═════ TEXT EXTRACT ═════

# Close call with a SHARK!!!



## aquatic argobull

Video from our dive on 4/1/12. Second shark that chased us off of a wreck that day. Totaled 2 amberjack, 4 trigger, and a scamp grouper. Didn't give anything up to the tax man either, despite being bullied a couple times :thumbup:


----------



## marmidor

Damn that's crazy. I had a similar experience a couple of years ago with about 9ft bull. He circled us 3 times. First time was at 25ft out, 2nd time was 15ft and the 3rd he was gun length or less away. He was so close I could see his blood type haha. Had to get aggressive with my spear tip. From that day on I have carried a powerhead. I'm thinking ole sharky would have got a pop to the liver on that dive. Glad you guys made it out safe. Great video thanks for posting.


----------



## TONER

great video! I just ordered a power head off of Clay Do that would have been a great time to use one !


----------



## FelixH

Yep, I hate when they follow you up off the wreck.

At least he never got too aggressive.


----------



## FelixH

Off topic, but, was that the Rodrigo y Gabriella cover of Orion?


----------



## Firefishvideo

NICE! ....Just a suggestion....but the shark was WAY more calm than the divers... +...bolting for the surface is a shure way to get it excited. Controlling your heart rate and breathing will keep you calm, keep the shark calm, and won't blind the camera with bubbles!
Nice video + nice Jack!


----------



## Trophyhusband

Great music. I've never heard that version of Orion before.


----------



## sealark

Firefish is correct you can see in the video when the diver pointed the spear gun at him and faced him he peeled off. Just swim toward them and try to poke him and he will cowered away. If you can poke him he most likely not want any more of it and haul ass. When he goes back and forth he is getting the scent of the blood in the water and will eventually zero in on it.


----------



## coolbluestreak

Cool video!
Glad you guys are safe and that you didn't feed the shark.


----------



## Realtor

Sharks are like dogs, when you throw a ball, they will chase it. It natural for any predator to chase something when it runs from them. you’re not on the Sharks menu. Like Ron stated, stand your ground poke at them and they'll leave you alone. 

Nice clear water!


----------



## aquatic argobull

Yeah, needless to say, I learned a lot from this experience and watching this video a few times. It was my 103rd dive and my first time dealing with a shark this close up. Probably not the last... We were pretty calm until he spooked us by hiding in the cloud of dust and popping out so close to me, especially when I'm un-armed. The shark was eerily calm the whole time. We did a pretty quick ascent, and I'm 100% sure more divers are hurt ascending after fleeing a shark than are actually bitten by sharks. That shark followed us all the way to the surface and was circling the boat as the last diver got back in...


----------



## FenderBender

Awesome viz! Pretty cool video, he was just checking things out. How many guys did you have in the water there? Looked like about 4 or 5 of you... your odds of not being the one who gets eaten were pretty good!!


----------



## aquatic argobull

FelixH said:


> Off topic, but, was that the Rodrigo y Gabriella cover of Orion?


Yup, thats the one.

═════ STORED DATA ═════

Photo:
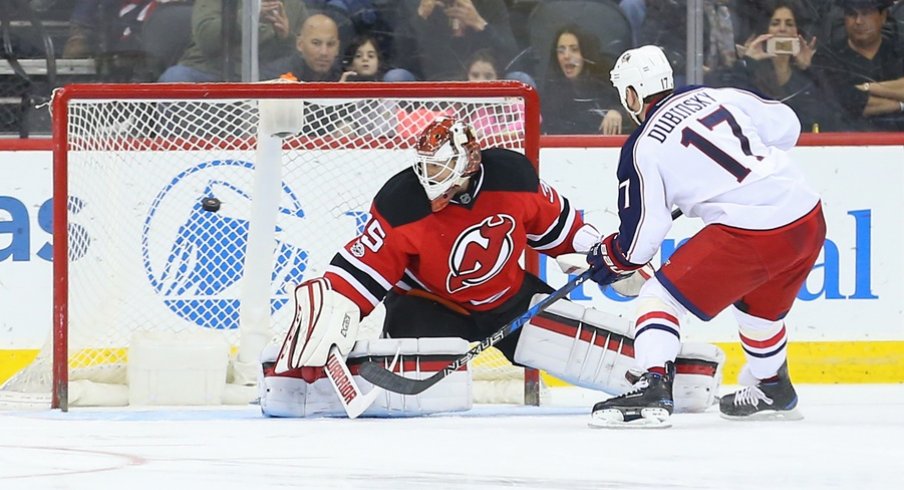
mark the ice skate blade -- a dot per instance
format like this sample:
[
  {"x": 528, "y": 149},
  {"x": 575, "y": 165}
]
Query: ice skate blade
[
  {"x": 650, "y": 418},
  {"x": 767, "y": 415}
]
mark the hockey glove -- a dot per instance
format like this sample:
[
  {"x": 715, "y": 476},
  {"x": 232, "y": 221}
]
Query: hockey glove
[{"x": 607, "y": 263}]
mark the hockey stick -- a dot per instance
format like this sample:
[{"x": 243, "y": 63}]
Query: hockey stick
[
  {"x": 390, "y": 381},
  {"x": 384, "y": 378}
]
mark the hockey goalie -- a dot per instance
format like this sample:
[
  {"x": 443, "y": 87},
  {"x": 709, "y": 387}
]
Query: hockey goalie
[{"x": 441, "y": 253}]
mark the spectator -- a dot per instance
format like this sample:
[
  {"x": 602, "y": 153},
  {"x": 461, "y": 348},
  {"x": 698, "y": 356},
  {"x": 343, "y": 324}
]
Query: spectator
[
  {"x": 577, "y": 97},
  {"x": 363, "y": 61},
  {"x": 636, "y": 12},
  {"x": 203, "y": 59},
  {"x": 891, "y": 89},
  {"x": 435, "y": 38},
  {"x": 316, "y": 57},
  {"x": 864, "y": 57},
  {"x": 365, "y": 117},
  {"x": 495, "y": 122},
  {"x": 720, "y": 47},
  {"x": 84, "y": 24},
  {"x": 786, "y": 77}
]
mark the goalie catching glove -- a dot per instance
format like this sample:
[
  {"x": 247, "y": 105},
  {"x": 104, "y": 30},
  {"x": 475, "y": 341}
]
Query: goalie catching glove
[
  {"x": 321, "y": 336},
  {"x": 323, "y": 318},
  {"x": 607, "y": 262}
]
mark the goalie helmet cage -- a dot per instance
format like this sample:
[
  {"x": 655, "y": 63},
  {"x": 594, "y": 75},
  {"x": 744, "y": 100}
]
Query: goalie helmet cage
[{"x": 138, "y": 244}]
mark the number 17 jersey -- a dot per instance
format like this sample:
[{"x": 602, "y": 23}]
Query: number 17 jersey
[{"x": 720, "y": 154}]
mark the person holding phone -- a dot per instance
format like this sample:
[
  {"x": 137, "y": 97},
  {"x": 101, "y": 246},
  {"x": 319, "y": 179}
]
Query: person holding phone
[
  {"x": 203, "y": 59},
  {"x": 777, "y": 65}
]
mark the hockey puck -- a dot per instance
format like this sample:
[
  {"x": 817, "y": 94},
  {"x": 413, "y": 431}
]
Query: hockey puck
[{"x": 211, "y": 204}]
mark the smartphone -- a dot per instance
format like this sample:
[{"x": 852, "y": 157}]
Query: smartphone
[{"x": 783, "y": 45}]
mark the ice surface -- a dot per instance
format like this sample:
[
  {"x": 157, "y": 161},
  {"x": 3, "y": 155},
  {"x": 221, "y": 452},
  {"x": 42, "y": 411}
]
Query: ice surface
[{"x": 851, "y": 438}]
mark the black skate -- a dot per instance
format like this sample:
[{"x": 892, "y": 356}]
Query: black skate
[
  {"x": 647, "y": 406},
  {"x": 772, "y": 400}
]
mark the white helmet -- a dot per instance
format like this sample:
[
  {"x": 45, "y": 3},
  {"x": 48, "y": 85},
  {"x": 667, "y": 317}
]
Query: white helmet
[{"x": 647, "y": 70}]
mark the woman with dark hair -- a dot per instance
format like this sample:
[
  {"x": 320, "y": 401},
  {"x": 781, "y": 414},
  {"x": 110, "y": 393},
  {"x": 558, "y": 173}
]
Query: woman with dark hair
[
  {"x": 577, "y": 97},
  {"x": 363, "y": 61},
  {"x": 777, "y": 65},
  {"x": 493, "y": 123}
]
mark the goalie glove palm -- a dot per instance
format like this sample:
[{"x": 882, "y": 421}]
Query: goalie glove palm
[{"x": 607, "y": 263}]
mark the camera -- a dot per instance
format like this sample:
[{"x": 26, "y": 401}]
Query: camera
[{"x": 783, "y": 45}]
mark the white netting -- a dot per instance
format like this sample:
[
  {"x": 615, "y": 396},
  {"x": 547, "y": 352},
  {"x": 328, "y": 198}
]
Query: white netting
[{"x": 145, "y": 255}]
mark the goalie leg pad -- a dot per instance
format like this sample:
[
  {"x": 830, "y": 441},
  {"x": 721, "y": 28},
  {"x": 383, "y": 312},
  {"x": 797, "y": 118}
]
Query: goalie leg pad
[
  {"x": 585, "y": 347},
  {"x": 305, "y": 392},
  {"x": 595, "y": 350}
]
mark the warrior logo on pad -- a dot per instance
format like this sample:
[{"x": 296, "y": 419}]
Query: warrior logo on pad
[{"x": 480, "y": 252}]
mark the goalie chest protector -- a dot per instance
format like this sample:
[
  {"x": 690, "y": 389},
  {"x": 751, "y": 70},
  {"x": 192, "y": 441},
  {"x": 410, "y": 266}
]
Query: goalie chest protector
[{"x": 466, "y": 253}]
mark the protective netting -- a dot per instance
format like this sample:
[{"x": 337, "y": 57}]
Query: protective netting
[{"x": 145, "y": 255}]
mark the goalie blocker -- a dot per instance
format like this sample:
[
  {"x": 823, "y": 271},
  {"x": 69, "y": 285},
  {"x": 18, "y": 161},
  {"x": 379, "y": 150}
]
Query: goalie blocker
[{"x": 306, "y": 391}]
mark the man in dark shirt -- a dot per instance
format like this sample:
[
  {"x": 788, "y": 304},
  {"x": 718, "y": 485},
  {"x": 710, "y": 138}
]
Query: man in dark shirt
[
  {"x": 863, "y": 57},
  {"x": 435, "y": 38}
]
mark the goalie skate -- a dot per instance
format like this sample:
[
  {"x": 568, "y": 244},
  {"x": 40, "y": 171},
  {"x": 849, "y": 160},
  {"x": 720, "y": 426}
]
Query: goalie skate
[{"x": 648, "y": 405}]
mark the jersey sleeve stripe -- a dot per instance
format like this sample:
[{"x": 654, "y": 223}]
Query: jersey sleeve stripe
[
  {"x": 353, "y": 282},
  {"x": 366, "y": 269},
  {"x": 357, "y": 278},
  {"x": 557, "y": 233}
]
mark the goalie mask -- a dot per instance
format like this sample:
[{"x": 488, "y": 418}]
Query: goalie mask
[
  {"x": 646, "y": 70},
  {"x": 447, "y": 153}
]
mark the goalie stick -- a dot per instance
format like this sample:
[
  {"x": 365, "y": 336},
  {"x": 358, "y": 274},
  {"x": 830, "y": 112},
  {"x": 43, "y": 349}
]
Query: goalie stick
[{"x": 385, "y": 378}]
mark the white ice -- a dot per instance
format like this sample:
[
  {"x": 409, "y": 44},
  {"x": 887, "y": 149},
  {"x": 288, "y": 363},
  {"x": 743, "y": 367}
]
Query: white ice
[{"x": 852, "y": 438}]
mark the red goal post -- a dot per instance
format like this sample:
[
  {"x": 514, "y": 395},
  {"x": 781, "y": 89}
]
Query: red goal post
[{"x": 111, "y": 141}]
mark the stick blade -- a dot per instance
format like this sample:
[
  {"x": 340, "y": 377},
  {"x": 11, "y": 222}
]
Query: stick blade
[{"x": 390, "y": 381}]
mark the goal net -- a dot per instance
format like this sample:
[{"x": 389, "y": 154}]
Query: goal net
[{"x": 292, "y": 168}]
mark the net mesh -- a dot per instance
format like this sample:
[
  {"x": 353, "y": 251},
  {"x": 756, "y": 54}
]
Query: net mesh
[{"x": 145, "y": 254}]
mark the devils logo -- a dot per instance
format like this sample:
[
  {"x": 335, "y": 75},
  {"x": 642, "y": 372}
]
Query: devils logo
[{"x": 480, "y": 252}]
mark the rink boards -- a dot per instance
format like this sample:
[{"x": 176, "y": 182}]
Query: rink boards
[{"x": 846, "y": 327}]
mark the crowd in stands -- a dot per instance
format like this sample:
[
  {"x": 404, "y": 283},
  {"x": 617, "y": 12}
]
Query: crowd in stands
[{"x": 838, "y": 63}]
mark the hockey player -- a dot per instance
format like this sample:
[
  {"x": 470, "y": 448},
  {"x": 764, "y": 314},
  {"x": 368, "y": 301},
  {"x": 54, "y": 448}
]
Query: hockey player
[
  {"x": 441, "y": 251},
  {"x": 720, "y": 155}
]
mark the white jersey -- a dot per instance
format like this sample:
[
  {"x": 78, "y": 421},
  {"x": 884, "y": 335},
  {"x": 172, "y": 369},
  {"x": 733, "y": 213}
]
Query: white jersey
[{"x": 719, "y": 154}]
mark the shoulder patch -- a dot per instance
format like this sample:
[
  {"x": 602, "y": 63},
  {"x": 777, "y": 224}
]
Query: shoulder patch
[
  {"x": 402, "y": 199},
  {"x": 507, "y": 170}
]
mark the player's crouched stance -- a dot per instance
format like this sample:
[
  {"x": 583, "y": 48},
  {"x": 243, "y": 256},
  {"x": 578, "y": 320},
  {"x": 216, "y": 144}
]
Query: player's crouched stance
[
  {"x": 440, "y": 251},
  {"x": 719, "y": 155},
  {"x": 585, "y": 347}
]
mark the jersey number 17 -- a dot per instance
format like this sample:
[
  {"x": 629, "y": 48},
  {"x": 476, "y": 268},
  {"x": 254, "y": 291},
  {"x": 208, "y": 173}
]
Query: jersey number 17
[{"x": 720, "y": 115}]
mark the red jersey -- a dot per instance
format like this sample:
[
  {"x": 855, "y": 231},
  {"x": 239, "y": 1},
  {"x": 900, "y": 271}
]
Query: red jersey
[{"x": 468, "y": 252}]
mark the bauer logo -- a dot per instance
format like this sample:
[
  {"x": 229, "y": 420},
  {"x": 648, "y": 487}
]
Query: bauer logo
[{"x": 195, "y": 237}]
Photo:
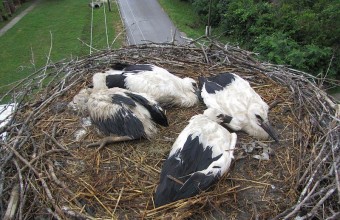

═════

STATED PROBLEM A: Copy out the shark encounter thread verbatim from "NICE! ....Just a" through "video + nice Jack!".
STATED PROBLEM B: Extend the forum thread about the shark encounter while diving, picking up after its final post.

RESPONSE A:
NICE! ....Just a suggestion....but the shark was WAY more calm than the divers... +...bolting for the surface is a shure way to get it excited. Controlling your heart rate and breathing will keep you calm, keep the shark calm, and won't blind the camera with bubbles!
Nice video + nice Jack!

RESPONSE B:
FenderBender said:


> Awesome viz! Pretty cool video, he was just checking things out. How many guys did you have in the water there? Looked like about 4 or 5 of you... your odds of not being the one who gets eaten were pretty good!!


There were only 3 of us. It just looks that way because of the editing. Its a good thing. I felt relatively safe having my buddies there, even though it was our first day diving together.


----------



## sealark

Look at the sharks in this video these guys are using the sharks as chum for the cobia.
Link to video


----------



## WhackUmStackUm

Nice job! Here is how a girl (my wife Anna) handles sharks.


----------



## Firefishvideo

sealark said:


> Look at the sharks in this video these guys are using the sharks as chum for the cobia.
> Link to video


 That is AWESOME!!! I have GOT to get some days like THAT in this summer!!!!


----------



## Realtor

Firefishvideo said:


> That is AWESOME!!! I have GOT to get some days like THAT in this summer!!!!


too cool!


----------



## DinoDave

dove twice today and saw sharks on both wrecks. i believe we may have been in the same spot as this video and if so hes still there and still hungry


----------



## marmidor

DinoDave said:


> dove twice today and saw sharks on both wrecks. i believe we may have been in the same spot as this video and if so hes still there and still hungry


Maybe his is hungry for a rapid release of burning gasses.....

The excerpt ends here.